* _TO DO_
Reproduce without any change the stretch from the line containing "Outline every instance of the <item>green foliage</item>." through the line containing "[[[123,234],[185,298],[229,214],[274,174],[221,116],[188,63]]]".

= = = = = = =

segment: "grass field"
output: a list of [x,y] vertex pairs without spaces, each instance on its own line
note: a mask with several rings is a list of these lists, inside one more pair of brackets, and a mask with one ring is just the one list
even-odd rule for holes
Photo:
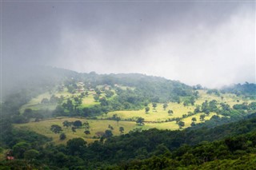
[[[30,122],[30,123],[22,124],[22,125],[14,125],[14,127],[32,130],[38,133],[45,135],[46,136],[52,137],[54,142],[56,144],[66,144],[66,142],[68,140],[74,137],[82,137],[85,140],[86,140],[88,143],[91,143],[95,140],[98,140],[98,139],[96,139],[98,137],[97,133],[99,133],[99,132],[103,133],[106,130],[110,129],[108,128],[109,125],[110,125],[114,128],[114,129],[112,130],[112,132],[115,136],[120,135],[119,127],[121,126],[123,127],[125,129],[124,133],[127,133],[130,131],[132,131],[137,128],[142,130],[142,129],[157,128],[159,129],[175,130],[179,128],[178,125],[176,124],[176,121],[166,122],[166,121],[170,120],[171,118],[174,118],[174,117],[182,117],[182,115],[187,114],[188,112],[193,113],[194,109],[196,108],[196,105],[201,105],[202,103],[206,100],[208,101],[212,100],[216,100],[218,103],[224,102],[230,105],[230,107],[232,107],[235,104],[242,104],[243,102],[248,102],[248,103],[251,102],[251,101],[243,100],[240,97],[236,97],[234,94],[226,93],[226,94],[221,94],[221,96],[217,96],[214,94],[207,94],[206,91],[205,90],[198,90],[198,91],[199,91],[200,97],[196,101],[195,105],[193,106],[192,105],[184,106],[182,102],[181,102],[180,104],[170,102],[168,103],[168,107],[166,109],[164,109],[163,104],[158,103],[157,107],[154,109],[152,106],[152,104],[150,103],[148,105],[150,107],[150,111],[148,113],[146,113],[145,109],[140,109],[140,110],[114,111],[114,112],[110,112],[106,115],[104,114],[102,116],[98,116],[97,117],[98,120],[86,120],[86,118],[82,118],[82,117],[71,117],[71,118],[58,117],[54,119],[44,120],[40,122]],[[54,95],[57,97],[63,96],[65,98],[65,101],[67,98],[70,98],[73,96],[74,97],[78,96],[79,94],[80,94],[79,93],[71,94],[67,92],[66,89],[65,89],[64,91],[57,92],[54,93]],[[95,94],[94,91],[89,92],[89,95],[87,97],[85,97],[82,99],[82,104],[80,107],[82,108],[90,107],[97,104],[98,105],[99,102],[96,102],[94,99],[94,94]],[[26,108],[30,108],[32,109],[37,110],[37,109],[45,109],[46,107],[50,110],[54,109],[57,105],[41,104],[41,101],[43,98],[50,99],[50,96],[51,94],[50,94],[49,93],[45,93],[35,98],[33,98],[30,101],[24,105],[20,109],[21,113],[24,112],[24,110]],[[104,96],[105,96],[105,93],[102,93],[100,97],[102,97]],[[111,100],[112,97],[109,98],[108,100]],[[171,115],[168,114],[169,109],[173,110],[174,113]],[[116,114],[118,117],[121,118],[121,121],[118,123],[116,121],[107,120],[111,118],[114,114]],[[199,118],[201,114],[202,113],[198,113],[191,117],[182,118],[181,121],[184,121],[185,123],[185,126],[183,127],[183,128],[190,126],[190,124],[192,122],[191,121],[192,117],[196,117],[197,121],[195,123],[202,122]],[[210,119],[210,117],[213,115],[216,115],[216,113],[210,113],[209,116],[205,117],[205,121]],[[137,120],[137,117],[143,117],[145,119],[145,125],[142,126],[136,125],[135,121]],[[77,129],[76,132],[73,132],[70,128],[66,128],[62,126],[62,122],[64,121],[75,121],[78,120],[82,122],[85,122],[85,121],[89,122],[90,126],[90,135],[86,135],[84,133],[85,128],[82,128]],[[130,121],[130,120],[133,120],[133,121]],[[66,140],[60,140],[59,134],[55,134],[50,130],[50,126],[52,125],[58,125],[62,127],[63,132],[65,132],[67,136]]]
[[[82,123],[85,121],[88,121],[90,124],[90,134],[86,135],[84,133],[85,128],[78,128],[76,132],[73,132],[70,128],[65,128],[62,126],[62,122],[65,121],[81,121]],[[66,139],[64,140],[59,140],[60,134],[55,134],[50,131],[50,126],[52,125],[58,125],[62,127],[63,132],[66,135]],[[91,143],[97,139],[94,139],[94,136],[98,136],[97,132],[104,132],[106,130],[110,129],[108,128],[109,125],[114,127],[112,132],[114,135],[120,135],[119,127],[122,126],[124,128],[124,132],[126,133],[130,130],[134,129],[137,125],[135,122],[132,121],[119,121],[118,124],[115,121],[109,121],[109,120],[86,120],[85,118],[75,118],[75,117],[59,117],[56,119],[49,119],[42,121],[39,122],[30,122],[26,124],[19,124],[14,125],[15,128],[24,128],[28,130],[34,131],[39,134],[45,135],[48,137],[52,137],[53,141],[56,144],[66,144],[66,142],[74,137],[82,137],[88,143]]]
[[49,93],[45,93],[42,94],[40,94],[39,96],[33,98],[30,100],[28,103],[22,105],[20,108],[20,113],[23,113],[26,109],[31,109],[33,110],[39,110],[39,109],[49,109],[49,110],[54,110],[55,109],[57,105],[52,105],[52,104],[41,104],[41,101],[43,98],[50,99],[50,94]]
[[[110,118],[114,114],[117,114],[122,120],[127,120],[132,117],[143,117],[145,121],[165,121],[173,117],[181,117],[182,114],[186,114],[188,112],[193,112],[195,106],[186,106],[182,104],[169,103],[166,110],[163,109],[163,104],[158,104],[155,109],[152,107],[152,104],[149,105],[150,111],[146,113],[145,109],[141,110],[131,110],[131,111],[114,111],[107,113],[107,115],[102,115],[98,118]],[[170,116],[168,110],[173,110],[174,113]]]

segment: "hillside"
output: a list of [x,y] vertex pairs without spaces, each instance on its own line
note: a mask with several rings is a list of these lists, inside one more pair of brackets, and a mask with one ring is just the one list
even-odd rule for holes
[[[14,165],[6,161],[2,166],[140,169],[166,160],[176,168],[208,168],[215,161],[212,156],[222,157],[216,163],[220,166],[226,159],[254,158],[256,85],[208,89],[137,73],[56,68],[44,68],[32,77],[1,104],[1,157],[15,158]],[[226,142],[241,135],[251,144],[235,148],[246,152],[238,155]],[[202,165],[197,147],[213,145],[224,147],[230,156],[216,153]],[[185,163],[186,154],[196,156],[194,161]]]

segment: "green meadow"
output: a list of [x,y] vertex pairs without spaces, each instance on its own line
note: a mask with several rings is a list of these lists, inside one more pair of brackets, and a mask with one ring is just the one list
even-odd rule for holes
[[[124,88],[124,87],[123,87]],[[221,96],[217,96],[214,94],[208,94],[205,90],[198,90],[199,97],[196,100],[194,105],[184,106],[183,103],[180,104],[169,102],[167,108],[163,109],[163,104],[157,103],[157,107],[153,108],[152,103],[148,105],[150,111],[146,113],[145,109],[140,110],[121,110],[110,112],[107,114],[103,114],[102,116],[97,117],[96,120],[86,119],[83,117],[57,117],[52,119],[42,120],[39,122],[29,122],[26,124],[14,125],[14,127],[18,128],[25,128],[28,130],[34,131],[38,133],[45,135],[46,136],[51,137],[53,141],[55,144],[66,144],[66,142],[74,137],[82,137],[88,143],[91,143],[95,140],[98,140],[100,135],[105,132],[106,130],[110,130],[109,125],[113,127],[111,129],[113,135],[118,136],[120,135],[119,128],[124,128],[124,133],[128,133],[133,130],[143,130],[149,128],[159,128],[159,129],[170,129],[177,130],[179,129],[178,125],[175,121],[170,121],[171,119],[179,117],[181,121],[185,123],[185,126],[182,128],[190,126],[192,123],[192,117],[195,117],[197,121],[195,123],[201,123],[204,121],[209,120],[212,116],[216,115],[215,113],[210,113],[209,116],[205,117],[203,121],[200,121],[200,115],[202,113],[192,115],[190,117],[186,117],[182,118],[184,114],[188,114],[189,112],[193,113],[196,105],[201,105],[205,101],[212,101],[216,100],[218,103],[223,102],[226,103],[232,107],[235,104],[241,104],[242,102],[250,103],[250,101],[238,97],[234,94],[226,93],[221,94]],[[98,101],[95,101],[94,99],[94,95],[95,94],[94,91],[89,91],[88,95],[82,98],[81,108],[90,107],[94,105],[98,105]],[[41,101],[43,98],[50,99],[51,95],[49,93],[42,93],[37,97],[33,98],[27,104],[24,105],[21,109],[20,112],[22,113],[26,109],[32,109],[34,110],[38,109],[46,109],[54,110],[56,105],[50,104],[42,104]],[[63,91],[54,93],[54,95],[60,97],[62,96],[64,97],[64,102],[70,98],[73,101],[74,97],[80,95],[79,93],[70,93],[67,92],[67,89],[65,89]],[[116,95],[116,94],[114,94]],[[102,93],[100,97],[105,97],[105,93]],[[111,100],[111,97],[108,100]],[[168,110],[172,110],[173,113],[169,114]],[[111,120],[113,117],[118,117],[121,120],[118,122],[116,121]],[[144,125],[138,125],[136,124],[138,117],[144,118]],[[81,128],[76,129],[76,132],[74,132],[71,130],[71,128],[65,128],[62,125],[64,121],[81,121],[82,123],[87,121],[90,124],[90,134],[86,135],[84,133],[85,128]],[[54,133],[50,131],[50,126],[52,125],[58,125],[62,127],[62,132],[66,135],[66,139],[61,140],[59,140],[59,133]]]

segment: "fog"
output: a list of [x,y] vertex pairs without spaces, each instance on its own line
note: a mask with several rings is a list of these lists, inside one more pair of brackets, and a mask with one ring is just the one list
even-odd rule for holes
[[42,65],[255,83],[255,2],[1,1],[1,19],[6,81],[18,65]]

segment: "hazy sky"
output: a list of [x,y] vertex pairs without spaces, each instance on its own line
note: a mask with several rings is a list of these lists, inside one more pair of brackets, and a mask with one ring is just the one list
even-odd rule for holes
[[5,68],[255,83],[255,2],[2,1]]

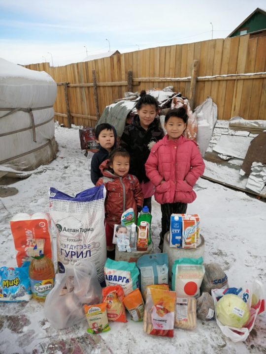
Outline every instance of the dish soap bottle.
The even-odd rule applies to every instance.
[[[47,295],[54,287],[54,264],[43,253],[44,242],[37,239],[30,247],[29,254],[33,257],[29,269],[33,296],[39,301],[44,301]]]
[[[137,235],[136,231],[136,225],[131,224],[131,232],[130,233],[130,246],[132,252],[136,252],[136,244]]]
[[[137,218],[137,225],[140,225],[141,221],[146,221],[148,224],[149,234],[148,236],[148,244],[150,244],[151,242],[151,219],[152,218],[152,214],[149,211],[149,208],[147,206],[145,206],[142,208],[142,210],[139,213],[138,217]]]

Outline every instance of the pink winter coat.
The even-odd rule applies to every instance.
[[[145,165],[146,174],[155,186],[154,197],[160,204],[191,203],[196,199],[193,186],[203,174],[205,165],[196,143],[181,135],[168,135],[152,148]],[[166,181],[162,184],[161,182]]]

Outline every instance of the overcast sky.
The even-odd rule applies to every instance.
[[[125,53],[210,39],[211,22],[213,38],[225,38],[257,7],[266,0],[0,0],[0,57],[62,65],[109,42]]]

= = = = = = =

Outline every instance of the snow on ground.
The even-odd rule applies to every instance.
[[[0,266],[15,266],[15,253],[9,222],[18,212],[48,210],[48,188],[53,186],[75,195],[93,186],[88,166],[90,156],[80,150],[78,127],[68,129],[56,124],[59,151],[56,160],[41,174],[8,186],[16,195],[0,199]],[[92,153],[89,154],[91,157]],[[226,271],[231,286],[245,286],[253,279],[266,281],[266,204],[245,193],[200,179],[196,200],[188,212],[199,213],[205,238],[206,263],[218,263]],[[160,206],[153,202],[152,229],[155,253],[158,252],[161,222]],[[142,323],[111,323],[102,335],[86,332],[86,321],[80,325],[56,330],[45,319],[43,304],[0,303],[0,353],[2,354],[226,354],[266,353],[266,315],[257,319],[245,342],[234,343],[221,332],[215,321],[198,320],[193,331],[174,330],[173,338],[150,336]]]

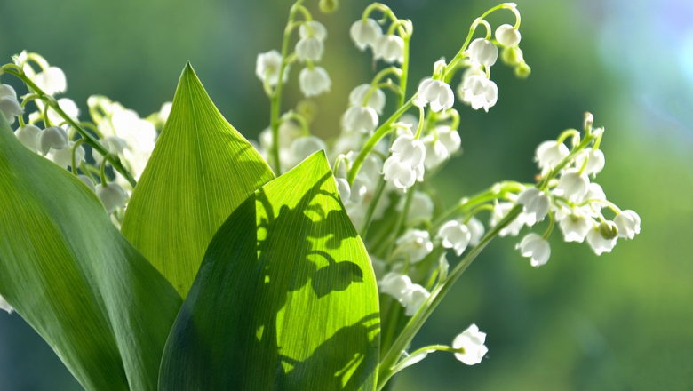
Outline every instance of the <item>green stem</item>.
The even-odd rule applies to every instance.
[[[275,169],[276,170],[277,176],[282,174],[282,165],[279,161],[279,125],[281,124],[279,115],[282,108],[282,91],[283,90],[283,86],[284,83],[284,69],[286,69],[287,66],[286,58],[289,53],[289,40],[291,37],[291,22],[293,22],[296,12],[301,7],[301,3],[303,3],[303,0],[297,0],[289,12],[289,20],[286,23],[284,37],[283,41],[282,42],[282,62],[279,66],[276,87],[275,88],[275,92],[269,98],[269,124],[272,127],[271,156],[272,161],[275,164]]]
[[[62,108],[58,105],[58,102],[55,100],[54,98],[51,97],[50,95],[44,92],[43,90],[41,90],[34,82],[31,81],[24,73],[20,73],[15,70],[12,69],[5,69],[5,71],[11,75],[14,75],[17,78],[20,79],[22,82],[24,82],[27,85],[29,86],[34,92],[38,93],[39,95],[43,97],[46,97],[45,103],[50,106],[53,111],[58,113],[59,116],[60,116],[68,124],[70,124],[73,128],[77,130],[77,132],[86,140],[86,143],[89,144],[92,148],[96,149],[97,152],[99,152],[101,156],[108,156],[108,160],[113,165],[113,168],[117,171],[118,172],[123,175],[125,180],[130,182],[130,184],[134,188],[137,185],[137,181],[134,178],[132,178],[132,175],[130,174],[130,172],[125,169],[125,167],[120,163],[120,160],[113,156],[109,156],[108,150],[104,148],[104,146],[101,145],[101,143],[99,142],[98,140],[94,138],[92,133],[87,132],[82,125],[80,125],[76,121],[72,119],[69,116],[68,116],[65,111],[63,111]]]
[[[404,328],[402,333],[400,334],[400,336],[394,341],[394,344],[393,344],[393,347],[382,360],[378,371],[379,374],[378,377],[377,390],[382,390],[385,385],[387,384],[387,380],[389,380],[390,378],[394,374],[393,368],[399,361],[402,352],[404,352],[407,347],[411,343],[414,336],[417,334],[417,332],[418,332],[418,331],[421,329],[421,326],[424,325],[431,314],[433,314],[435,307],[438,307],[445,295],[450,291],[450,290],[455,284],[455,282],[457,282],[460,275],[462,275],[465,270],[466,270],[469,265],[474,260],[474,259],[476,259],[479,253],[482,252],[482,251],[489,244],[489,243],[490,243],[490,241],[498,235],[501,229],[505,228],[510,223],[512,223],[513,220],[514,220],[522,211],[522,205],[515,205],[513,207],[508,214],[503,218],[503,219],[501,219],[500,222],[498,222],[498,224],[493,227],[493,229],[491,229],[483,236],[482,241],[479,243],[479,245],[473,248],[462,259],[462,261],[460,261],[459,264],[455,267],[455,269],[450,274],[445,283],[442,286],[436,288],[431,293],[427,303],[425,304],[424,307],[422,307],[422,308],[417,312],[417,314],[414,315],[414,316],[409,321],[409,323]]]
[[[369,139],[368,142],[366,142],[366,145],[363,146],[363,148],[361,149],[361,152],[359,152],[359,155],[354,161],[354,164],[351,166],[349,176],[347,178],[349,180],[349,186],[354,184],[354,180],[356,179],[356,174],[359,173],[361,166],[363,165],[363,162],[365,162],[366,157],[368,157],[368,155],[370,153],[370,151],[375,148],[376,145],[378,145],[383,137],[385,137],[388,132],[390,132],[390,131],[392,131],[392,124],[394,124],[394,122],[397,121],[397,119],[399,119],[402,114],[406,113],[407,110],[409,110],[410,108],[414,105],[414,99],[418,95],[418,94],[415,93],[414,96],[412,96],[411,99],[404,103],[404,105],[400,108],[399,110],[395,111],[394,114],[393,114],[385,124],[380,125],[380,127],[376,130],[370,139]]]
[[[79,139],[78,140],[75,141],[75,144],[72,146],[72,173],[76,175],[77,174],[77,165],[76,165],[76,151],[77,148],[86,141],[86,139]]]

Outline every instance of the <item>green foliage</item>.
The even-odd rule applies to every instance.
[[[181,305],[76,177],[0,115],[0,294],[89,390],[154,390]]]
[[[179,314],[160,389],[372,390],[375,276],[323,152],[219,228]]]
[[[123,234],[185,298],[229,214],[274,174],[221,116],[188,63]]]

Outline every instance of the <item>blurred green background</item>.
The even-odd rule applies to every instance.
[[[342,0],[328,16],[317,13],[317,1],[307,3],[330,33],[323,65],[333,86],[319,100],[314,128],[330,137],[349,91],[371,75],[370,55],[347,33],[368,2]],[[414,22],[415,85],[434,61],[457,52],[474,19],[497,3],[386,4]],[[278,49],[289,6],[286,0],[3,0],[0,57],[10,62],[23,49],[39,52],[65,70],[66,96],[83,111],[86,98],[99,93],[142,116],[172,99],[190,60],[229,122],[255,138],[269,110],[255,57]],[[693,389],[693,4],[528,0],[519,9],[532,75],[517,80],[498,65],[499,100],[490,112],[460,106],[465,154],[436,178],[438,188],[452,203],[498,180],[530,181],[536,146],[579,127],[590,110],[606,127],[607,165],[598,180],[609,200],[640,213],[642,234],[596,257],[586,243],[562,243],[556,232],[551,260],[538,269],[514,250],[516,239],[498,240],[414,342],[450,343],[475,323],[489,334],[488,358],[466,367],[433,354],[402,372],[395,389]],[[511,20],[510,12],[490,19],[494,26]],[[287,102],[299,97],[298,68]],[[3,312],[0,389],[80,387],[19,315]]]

= = = = = = =

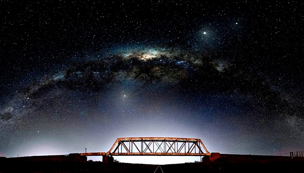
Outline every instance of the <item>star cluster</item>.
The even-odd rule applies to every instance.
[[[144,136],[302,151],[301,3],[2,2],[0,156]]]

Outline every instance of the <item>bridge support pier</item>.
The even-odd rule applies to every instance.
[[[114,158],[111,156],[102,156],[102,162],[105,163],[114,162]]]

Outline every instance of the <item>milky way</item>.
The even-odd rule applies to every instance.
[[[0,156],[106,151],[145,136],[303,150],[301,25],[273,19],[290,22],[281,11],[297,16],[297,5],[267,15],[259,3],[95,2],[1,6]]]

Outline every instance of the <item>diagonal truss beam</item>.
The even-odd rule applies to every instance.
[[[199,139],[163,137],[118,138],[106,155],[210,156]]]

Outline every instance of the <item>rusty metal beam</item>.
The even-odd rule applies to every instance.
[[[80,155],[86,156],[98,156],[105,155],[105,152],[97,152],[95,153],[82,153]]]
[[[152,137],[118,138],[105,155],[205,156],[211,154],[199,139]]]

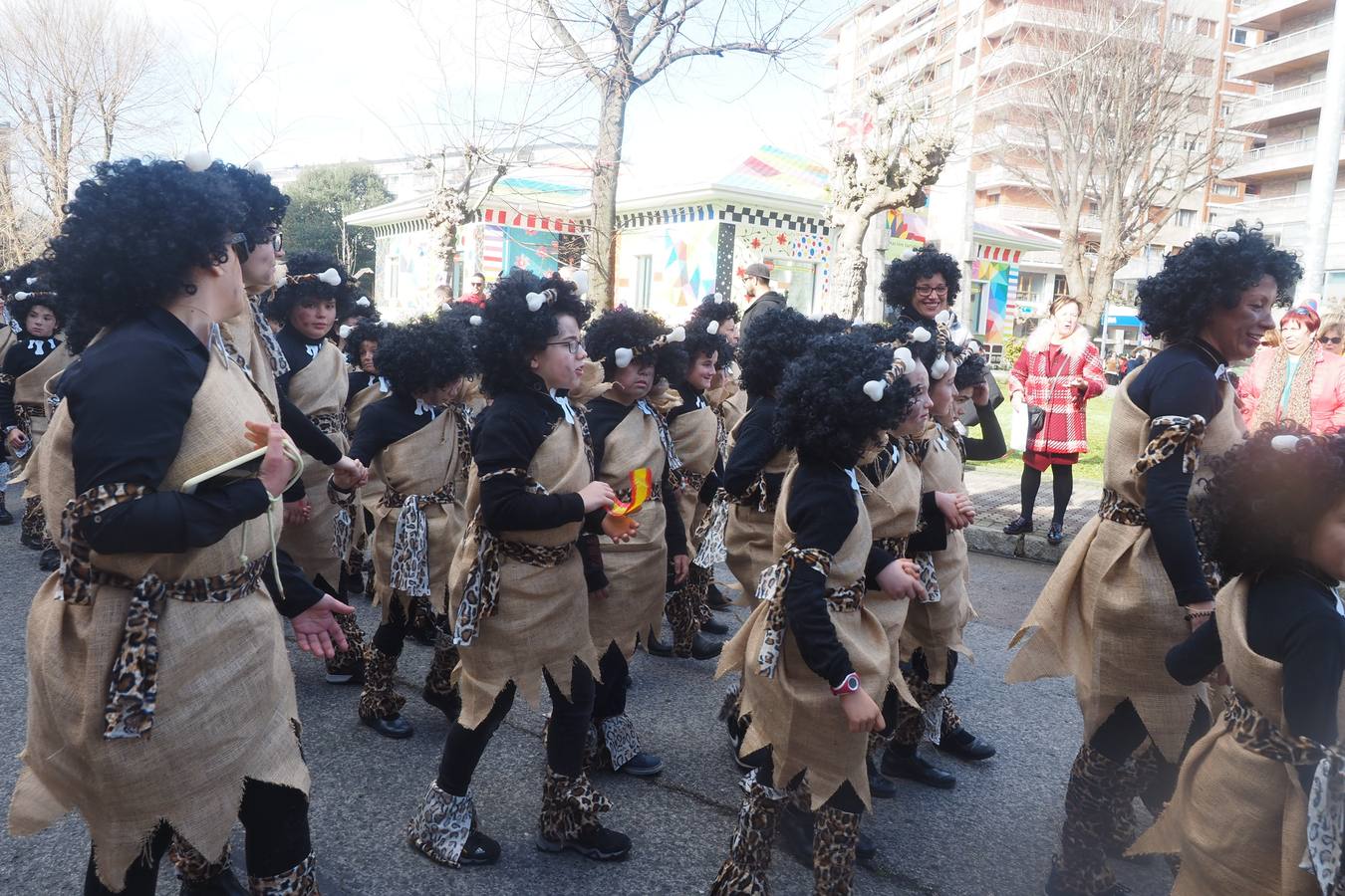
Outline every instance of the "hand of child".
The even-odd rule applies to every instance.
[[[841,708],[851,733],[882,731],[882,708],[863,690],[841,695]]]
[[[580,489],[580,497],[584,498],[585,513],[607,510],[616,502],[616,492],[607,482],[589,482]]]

= = = = = = =

* _RESULT FOR THIS TASK_
Outline every instance of the <item>green foliage</item>.
The even-odd rule applies to every instance.
[[[181,305],[76,177],[0,115],[0,294],[89,390],[154,390]]]
[[[179,314],[160,389],[372,390],[375,276],[323,152],[219,228]]]
[[[123,234],[185,298],[229,214],[274,174],[221,116],[188,63]]]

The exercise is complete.